### Task requirements
A) According to the article on 2023 GCC contractor rankings by country, which contractor leads the Bahrain ranking?
B) Pick up the article on 2023 GCC contractor rankings by country where it stops, and continue writing it.
#### Article ####
Top 10 GCC contractors by country
29 March 2023
This article is part two of MEED's 2023 construction contractor ranking. The first part, MEED's 2023 top 10 GCC contractors, can be accessed here. Key points include:
> Sentiment runs ahead of construction activity
> Improved outlook for the Gulf region’s construction market is not reflected in the 2023 contractor ranking
> Nesma & Partners retains its position as the most active GCC contractor, but its total value of work this year is down 22 per cent on 2022
PPP progress spurs Bahrain real estate
Bahrain is traditionally the smallest construction market in the GCC, a position that reflects the island kingdom’s small population and land area, combined with energy exports that are limited when compared to its neighbours.
China Machinery Engineering Corporation continues to lead the ranking in 2023 with $689m-worth of work at the execution phase thanks to its contract to build the East Sitra development for the Housing Ministry.
In second position is Sharjah-based Al-Hamad Building Contracting, which is working on $560m-worth of projects. The contractor was the third-ranked contractor last year.
In third position this year is the local Kooheji Contractors with $449m of projects. Its rise from eighth position in the ranking reflects the resurgent property market in Bahrain. The firm is part of the Kooheji group, which is developing new real estate projects in Manama, including the Onyx Sky View project that was launched at the end of last year.
Turkey’s Tav Construction – which was ranked fifth last year as it completed work at the airport – has now left the top 10. Its position in the ranking since 2016 demonstrated the importance of major projects to the Bahrain market.
While there has been a lull in construction activity in Bahrain over the past two years, major new projects are planned, including the Bahrain Metro and a second causeway bridge to Saudi Arabia.
The Transport & Communications Ministry has prequalified companies for the metro, which will be developed as a public-private partnership (PPP). Similarly, the King Fahd Causeway Authority has approached contractors about working on the causeway, which is also being developed as a PPP.
Airport contractor still leads in Kuwait
Kuwait’s ranking continues to be led by Limak with $5bn-worth of work at the execution stage. The Turkish contractor remains active on the expansion of Kuwait International airport. It could be the last year that Limak heads the Kuwait ranking, however, as the airport work is due for completion this year.
The rest of the contractors below Limak have endured a significant drop in the value of the projects they are engaged on. The average total value of projects being worked on for the top 10 in 2023 is $1.1bn, down from $1.7bn in 2022.
Occupying the second and third places in this year’s ranking are two of Kuwait’s largest contracting companies. Ahmadiah Contracting & Trading Company is in second place with $1.1bn of work, followed by Mohammed Abdulmohsin al-Kharafi & Sons with $900m.
With Limak’s work at the airport coming to a close, these two companies are likely to return to the top of the Kuwait ranking in 2024.
The only other international companies in the Kuwait top 10 are Italy’s Impresa Pizarotti in sixth place with $730m of work and India’s Shapoorji Pallonji in seventh place with $687m of work at the execution stage.
Little change in Oman as big projects loom
Oman’s contractor ranking has remained largely static this year. The local Galfar Engineering & Contracting tops the list again with $1.05bn of work, down slightly on the $1.1bn of projects it was working on in 2022.
#### Given entries ####
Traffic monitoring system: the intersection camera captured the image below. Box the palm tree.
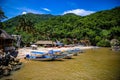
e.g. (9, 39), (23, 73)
(0, 8), (7, 28)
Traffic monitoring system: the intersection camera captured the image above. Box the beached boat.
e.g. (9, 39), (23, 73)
(48, 50), (64, 60)
(61, 51), (73, 59)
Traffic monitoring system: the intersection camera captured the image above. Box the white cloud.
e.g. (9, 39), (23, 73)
(22, 12), (27, 14)
(63, 9), (94, 16)
(42, 8), (51, 12)
(17, 8), (43, 14)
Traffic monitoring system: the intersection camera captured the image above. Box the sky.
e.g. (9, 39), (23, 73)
(0, 0), (120, 18)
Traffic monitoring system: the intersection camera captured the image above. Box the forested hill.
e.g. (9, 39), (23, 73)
(4, 13), (53, 27)
(5, 7), (120, 46)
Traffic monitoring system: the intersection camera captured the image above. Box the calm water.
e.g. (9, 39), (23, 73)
(1, 48), (120, 80)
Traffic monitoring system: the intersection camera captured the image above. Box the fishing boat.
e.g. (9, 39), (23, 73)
(48, 50), (64, 60)
(26, 51), (53, 60)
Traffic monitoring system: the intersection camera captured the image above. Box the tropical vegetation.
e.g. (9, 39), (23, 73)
(0, 7), (120, 47)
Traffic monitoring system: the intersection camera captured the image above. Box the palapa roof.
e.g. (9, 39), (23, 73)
(35, 41), (53, 45)
(0, 29), (13, 39)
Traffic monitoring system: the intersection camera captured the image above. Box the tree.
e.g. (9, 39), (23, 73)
(0, 8), (7, 28)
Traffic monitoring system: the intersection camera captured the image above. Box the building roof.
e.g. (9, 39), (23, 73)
(0, 29), (13, 39)
(35, 41), (53, 45)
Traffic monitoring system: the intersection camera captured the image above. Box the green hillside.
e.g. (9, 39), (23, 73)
(4, 7), (120, 46)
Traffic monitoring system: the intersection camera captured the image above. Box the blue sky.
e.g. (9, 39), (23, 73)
(0, 0), (120, 18)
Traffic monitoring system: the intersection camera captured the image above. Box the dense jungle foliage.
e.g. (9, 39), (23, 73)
(4, 7), (120, 47)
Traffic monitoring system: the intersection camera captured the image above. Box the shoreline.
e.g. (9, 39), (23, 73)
(17, 46), (98, 59)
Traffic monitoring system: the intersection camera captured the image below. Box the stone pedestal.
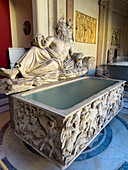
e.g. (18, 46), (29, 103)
(12, 77), (125, 169)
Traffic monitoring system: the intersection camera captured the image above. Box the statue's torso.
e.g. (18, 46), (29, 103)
(50, 38), (72, 61)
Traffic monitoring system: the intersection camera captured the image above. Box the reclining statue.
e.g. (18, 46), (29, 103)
(0, 17), (84, 79)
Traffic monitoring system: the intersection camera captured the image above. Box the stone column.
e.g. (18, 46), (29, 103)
(48, 0), (57, 36)
(32, 0), (48, 37)
(96, 0), (105, 66)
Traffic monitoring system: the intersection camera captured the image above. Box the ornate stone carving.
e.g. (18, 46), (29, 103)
(75, 11), (96, 43)
(13, 81), (124, 169)
(111, 28), (121, 46)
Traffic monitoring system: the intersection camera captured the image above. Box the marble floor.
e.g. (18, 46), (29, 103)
(0, 91), (128, 170)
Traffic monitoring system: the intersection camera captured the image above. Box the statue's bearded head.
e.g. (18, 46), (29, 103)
(55, 17), (72, 41)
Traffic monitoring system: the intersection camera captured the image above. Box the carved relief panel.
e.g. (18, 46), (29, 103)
(75, 11), (97, 44)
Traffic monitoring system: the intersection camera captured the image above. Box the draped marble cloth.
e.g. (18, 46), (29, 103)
(15, 46), (75, 75)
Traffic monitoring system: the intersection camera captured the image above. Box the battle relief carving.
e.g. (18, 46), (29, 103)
(75, 11), (97, 44)
(111, 28), (121, 46)
(13, 84), (124, 167)
(0, 17), (90, 94)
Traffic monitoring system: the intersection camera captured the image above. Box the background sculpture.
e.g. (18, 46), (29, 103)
(0, 17), (90, 94)
(0, 17), (87, 79)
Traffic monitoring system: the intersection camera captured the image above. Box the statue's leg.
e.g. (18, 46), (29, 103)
(29, 59), (59, 76)
(0, 68), (19, 79)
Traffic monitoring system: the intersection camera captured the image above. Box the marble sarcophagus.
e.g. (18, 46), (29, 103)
(11, 77), (125, 169)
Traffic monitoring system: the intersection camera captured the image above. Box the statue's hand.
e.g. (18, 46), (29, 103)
(41, 38), (47, 46)
(75, 60), (83, 68)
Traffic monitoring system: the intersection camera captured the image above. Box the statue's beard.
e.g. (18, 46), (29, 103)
(56, 32), (70, 41)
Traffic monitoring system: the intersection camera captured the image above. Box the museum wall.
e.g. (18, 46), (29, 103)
(111, 12), (127, 56)
(74, 0), (99, 58)
(9, 0), (33, 48)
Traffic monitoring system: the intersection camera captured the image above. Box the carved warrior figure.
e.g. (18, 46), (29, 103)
(0, 17), (83, 79)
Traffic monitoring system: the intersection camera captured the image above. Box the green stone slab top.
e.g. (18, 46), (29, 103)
(24, 78), (118, 110)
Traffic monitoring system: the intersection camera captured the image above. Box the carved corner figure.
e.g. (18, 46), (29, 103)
(0, 17), (87, 93)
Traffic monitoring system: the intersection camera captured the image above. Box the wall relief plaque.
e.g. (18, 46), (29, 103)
(75, 11), (97, 44)
(111, 28), (121, 46)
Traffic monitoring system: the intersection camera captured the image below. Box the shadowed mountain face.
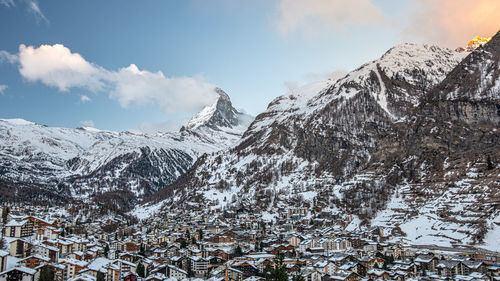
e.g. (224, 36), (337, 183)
(154, 32), (500, 244)
(0, 89), (251, 209)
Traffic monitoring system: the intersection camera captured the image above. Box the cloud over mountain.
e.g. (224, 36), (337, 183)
(0, 44), (217, 113)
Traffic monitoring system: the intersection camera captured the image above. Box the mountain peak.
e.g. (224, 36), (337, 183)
(187, 88), (252, 130)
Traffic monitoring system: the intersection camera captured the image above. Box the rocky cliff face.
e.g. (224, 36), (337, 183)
(0, 89), (252, 209)
(154, 32), (500, 247)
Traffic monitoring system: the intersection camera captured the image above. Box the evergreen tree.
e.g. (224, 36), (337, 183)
(139, 243), (146, 257)
(486, 155), (495, 170)
(104, 244), (109, 258)
(266, 252), (288, 281)
(96, 271), (106, 281)
(187, 259), (194, 278)
(198, 228), (203, 241)
(292, 266), (305, 281)
(135, 262), (146, 278)
(39, 266), (55, 281)
(234, 245), (243, 257)
(181, 239), (187, 249)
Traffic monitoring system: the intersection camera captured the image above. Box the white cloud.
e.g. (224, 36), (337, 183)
(80, 95), (92, 103)
(0, 0), (16, 8)
(0, 0), (49, 23)
(0, 44), (217, 113)
(276, 0), (385, 35)
(80, 120), (94, 128)
(107, 64), (217, 113)
(18, 44), (104, 91)
(0, 84), (7, 95)
(404, 0), (500, 48)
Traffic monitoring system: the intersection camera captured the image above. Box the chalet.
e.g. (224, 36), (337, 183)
(4, 219), (33, 238)
(18, 255), (50, 268)
(336, 261), (367, 276)
(59, 258), (88, 279)
(313, 260), (333, 274)
(415, 252), (439, 272)
(436, 260), (460, 278)
(68, 273), (97, 281)
(0, 266), (39, 281)
(122, 272), (139, 281)
(144, 273), (168, 281)
(9, 239), (33, 258)
(166, 265), (188, 280)
(288, 235), (304, 247)
(366, 269), (391, 280)
(323, 270), (361, 281)
(459, 260), (487, 275)
(0, 250), (9, 272)
(302, 270), (322, 281)
(33, 241), (59, 262)
(186, 257), (209, 276)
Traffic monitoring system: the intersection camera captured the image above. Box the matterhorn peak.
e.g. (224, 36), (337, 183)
(455, 35), (491, 52)
(187, 88), (252, 130)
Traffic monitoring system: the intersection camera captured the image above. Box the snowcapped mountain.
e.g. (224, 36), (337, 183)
(154, 34), (500, 249)
(0, 89), (251, 209)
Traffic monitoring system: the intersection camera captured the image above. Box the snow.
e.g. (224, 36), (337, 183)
(187, 101), (217, 129)
(0, 118), (35, 126)
(479, 215), (500, 252)
(130, 202), (163, 220)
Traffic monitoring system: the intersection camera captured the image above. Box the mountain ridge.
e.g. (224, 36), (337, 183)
(0, 90), (252, 208)
(148, 35), (500, 249)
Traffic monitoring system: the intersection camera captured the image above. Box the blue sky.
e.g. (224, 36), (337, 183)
(0, 0), (496, 131)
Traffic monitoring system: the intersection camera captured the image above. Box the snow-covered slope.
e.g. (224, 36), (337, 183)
(0, 89), (252, 208)
(154, 36), (500, 247)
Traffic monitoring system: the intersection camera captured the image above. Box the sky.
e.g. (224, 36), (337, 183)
(0, 0), (500, 131)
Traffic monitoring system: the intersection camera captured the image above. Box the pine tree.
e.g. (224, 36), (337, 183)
(104, 244), (109, 258)
(96, 271), (106, 281)
(234, 245), (243, 257)
(292, 266), (305, 281)
(486, 155), (495, 170)
(135, 263), (146, 278)
(39, 266), (54, 281)
(266, 252), (288, 281)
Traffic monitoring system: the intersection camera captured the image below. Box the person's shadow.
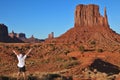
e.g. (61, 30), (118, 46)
(89, 59), (120, 75)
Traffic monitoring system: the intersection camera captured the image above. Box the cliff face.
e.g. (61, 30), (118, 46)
(46, 4), (120, 46)
(74, 4), (108, 27)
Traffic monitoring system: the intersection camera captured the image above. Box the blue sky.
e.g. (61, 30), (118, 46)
(0, 0), (120, 39)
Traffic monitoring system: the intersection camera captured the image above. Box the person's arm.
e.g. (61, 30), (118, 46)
(12, 50), (18, 55)
(26, 49), (32, 55)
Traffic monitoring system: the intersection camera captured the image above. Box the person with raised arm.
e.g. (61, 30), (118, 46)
(13, 49), (32, 80)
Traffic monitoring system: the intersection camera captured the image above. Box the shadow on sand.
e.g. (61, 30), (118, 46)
(89, 59), (120, 75)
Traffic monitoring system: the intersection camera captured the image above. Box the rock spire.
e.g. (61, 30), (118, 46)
####
### Exercise results
A) China Machinery Engineering Corporation

B)
Last year’s second- and third-ranked contractors have switched places. The local Al-Adrak Trading & Contracting Company is now ranked second with $800m of work and the local Al-Tasnim Enterprises is ranked third with $770m.
India’s Larsen & Toubro is the only international company that makes the top 10 this year. It is ranked number five with projects worth $280m at the execution stage.
International companies could figure more prominently in the ranking in future. Oman-Etihad Rail Company is expected to tender construction contracts connecting Oman and the UAE later this year, and it is likely that international contractors will be involved in delivering that project.
Similarly, tentative steps have been taken on the proposed Muscat Metro project. This scheme is unlikely to move into construction by next year, but if it goes ahead, it will offer more significant opportunities for international players.
Qatar numbers drop in post-World Cup lull
After years of doubt and criticism, Qatar’s construction market successfully delivered the infrastructure, stadiums and hotels needed to host the Fifa World Cup last year.
The problem is, with that 10-year building programme now complete, there are few projects left for contractors to work on. This is most clearly shown in the 2023 contractor ranking by the local Urbacon Trading & Contracting Company’s numbers.
This year, the firm has $1.8bn-worth of projects at the execution stage, which is significantly less than the $4.9bn it was working on in 2022.
To counter the decline in the domestic market, Urbacon is pursing opportunities internationally. The company recently secured two major contracts in Saudi Arabia for the construction of entertainment complexes.
Other contractors are likely to pursue a similar strategy as they face fewer new Qatari projects moving into the construction phase in the near term.
There is a hope that major schemes such as the Doha Bay Crossing and extensions to the metro will move ahead, however. If these schemes do progress, then they are likely to spend the next year in the design and tendering phases before they move into construction.
Gigaprojects shake up Saudi ranking
Saudi Arabia is the region’s most exciting construction market in 2023. After six years of planning, construction work is now well under way on the kingdom’s five gigaprojects – Neom, Qiddiya, The Red Sea, Roshn and Diriyah Gate – as well as on a host of other masterplan projects such as Sports Boulevard and King Salman Park.
As construction ramps up, logic would dictate that the value of projects that contractors are working on would also increase. Somewhat surprisingly, this has not been the case, and in the 2023 ranking, most of the top 10 are working on a lower value of projects than they were in 2022.
This could be explained by the fact that several legacy projects in the kingdom have been completed in the past year, but it also suggests that while there is an expectation of a significant ramp-up in construction activity, it has not quite happened yet.
The top-ranked contractor, Nesma & Partners, shows this trend clearly. In 2022 it was working on $6.8bn of projects. In 2023 it is working on $5.3bn.
The second-ranked Saudi Binladin Group has experienced a similar decline, with its total value falling from $6.5bn to $4bn.
There are several explanations for this trend. Some say projects are moving into construction more slowly than expected as they get bogged down in the design phase, and that decision making at the senior level is hampering design and procurement decisions. Others say that the market is already operating at full capacity and can not take on more work.
Some respite for the market is in sight. This year, the Public Investment Fund invested in four contractors: Almabani, Nesma, El-Seif Engineering & Construction and Al-Bawani. These firms are expected to grow rapidly and take a leading role in delivering projects for Vision 2030.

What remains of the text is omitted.